═══ Given text ═══

PROFILE

How Salt & Straw Captured Portland in a Cone

The story of the city's rapidly growing ice cream empire, as told through five of Salt & Straw's signature flavors.

Photography by Karen Brooks August 1, 2014 Published in the August 2014 issue of Portland Monthly

In March 2011, a shy, pompadoured 23-year-old named Tyler Malek—lately released from a car salesman’s job for “being too nice”—experienced an epiphany while roasting bone marrow in his kitchen in Snohomish, Washington. Marrow owes its rich, meaty wallop mostly to its fat content; fat is the ultimate flavor delivery vehicle. Ice cream is mostly fat; fats are interchangeable.

Bone marrow ice cream. It was possible. Not just possible: to Tyler Malek, it was suddenly obvious.

Malek was soon begging his older cousin, Kim, to give him a shot at the high-craft ice cream shop she planned to open in Portland that summer. Instead of an interview, Tyler sent a list of 60 flavor ideas: “chicken liver and maple syrup, spruce tips with (what??), madrone bark with crisp apples, smoked berry jam, licorice fern, bone marrow and bourbon cherries.”  

Kim Malek, at age 40, was chasing her entrepreneurial dream after building a deep résumé as a marketing sharpshooter for Fortune 500 companies. (At one point, she held the enviable title of Starbucks’ “Director of Frappuccino.”) She was, at first, leery of her cousin’s wild-child vision for her company. “I’m just not sure I’m ready for bone marrow ice cream,” she told him. 

“Get over it,” Tyler shot back.

Three years later, the Maleks’ ice cream company, Salt & Straw, runs three locations across Portland, each typically besieged by a huge line. Sunshine, sideways rain, snowstorm—doesn’t matter. On a recent day at the original shop at NE Alberta and 20th, a neatly dressed couple ordered the Melon and Prosciutto, for breakfast. (The meat came from Olympic Provisions, one of Salt & Straw’s many local collaborators.) Before noon customers started lining up: first, a trio of girls who stared excitedly at the flavor board, giggling like teenagers at a One Direction concert. By nightfall, the tiny shop had Jay Z tracks pumping and 100-strong milling outside, all waiting for an experience. 

Salt & Straw has become as essential to Portland iconography as a trip to Powell’s Books or wings at Pok Pok. People used to come here to hike or ski. Now, visitors arrive and say, “Take me to Salt & Straw!” Can ice cream be that good? At Salt & Straw’s best, its flavors are off the charts; the worst evoke your first breakfast-in-bed for mom. But in fascinating ways, the company transcends its humble frozen medium. With no food experience, the Maleks set out to create an ice cream store informed by a charitable bent and a “farm-to-cone” cry straight from the foodie cliché handbook. In an act of accidental brilliance, they unleashed something more: a new kind of ice cream entirely, with collaboration at the heart of its formula, bundling all the happiness of Portland in a fresh-made cone with a vanilla perfume that grabs you a block away.

═══ Data ═══

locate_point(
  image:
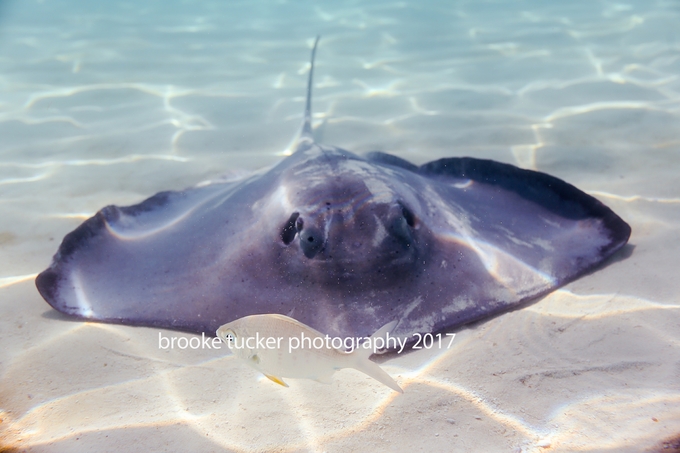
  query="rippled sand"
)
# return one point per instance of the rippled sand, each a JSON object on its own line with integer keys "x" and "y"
{"x": 110, "y": 104}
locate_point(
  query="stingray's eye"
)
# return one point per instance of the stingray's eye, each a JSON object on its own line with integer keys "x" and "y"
{"x": 311, "y": 241}
{"x": 290, "y": 229}
{"x": 408, "y": 216}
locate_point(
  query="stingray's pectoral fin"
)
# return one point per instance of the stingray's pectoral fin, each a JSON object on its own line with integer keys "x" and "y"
{"x": 276, "y": 379}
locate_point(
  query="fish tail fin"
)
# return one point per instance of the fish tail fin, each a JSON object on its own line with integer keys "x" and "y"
{"x": 363, "y": 363}
{"x": 306, "y": 131}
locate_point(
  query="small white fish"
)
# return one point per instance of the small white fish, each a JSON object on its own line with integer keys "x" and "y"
{"x": 267, "y": 343}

═══

**Task instructions:**
• 1. According to the Salt & Straw profile, what title did Kim Malek once hold at Starbucks?
• 2. For each statement, say whether it agrees with the Salt & Straw profile, and quote the words that decide it.
(a) Tyler Malek was 23 years old in March 2011.
(b) Tyler Malek had a formal interview with Kim before joining the shop.
(c) Salt & Straw runs four locations across Portland.
• 3. Write the next part of the Salt & Straw profile, starting after its final sentence.

**Task-by-task answers:**
• 1. Director of Frappuccino

• 2.
(a) Yes: "a shy, pompadoured 23-year-old named Tyler Malek"
(b) No: "Instead of an interview, Tyler sent a list of 60 flavor ideas"
(c) No: "runs three locations across Portland"

• 3.
These days, their menu reads like a cheat sheet to Portland’s food world: Salt & Straw pulls in local chefs, bartenders, bakers, brewers, coffee roasters, and chocolatiers to guest-star in ever-changing collaborative creations. What grows here, literally and spiritually, churns through these flavors: the entrepreneurial spirit, love of brazen flavors, pet charities, an almost parody-level local pride. (“Fresh-picked dandelions” featured recently. Is there another kind?) Even black truffles get into the act, scrounged from beneath the earth to lend a taste of Oregon’s spooky woods, frozen in cream. 

Salt & Straw has transplanted the semimystical idea of terroir—that every place has a unique flavor that springs from its soil and environment, typically expressed through wine—into an ice cream cone.

The story can be told in five flavors.

1. SEA SALT WITH CARAMEL RIBBONS 

The salt hits you first, pervasive as a heartbeat. Then you notice the base: snow white and fluffy, luxuriating in fresh cream. A primordial ooze of caramel slashes through every other bite. This is Sea Salt with Caramel Ribbons, Salt & Straw’s crowning achievement, one of 10 house “classics” that join five monthly specials from Tyler Malek’s freewheeling mind at each location. Early on, everyone was talking about the Strawberry Honey Balsamic with Black Pepper, dizzy in love or seriously hating it; these days, Sea Salt with Caramel Ribbons is the ruling cult classic. Mark Bitterman provided the necessary course correction.

Bitterman, who sells and expounds upon gourmet salts at his two locations of the Meadow, says he felt a connection with the cone peddlers right away. “They were passing off these weird-ass ideas, like pears and cheese,” recalls Bitterman. “Yet there was no showing off, no ostentation. It made them charming and attractive.”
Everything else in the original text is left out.